■ WHAT YOU SHOULD DO ■
Starting at the line that contains "Would you be so kind as to point out the bicycle", copy every line through the end of the listing below exactly, and copy nothing else.

■ PROVIDED RECORDS ■
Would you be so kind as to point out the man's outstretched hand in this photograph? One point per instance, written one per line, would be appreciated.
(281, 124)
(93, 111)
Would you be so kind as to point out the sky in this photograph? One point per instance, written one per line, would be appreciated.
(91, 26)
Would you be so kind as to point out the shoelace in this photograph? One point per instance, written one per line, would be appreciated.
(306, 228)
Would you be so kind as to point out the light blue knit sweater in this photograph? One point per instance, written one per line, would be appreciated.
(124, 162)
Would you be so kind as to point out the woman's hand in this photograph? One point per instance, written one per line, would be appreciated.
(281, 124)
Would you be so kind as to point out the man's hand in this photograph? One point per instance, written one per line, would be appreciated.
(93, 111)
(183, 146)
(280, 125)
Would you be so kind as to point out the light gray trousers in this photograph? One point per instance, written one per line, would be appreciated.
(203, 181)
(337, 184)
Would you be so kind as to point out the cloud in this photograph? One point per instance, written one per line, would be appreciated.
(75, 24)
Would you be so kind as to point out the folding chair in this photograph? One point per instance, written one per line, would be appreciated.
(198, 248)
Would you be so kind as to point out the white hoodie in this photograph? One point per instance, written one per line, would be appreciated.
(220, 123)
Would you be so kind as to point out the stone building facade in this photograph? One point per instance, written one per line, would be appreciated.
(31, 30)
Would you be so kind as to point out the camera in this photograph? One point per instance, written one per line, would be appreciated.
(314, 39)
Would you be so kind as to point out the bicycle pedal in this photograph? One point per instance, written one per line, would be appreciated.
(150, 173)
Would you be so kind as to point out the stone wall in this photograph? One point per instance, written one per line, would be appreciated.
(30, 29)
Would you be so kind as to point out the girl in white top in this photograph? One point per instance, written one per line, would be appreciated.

■ SOLUTION TO THIS PROBLEM ■
Would you be so kind as to point out the bicycle pedal in this photograph? One point per instance, written one per line, would be appreciated.
(150, 173)
Would you be so kind as to point out the stone wall in this photograph? One point per instance, written one per line, would be appreciated.
(30, 29)
Would you be so kind as to point out the girl in white top in this photograph? One point per instance, written one per line, would be appreciated.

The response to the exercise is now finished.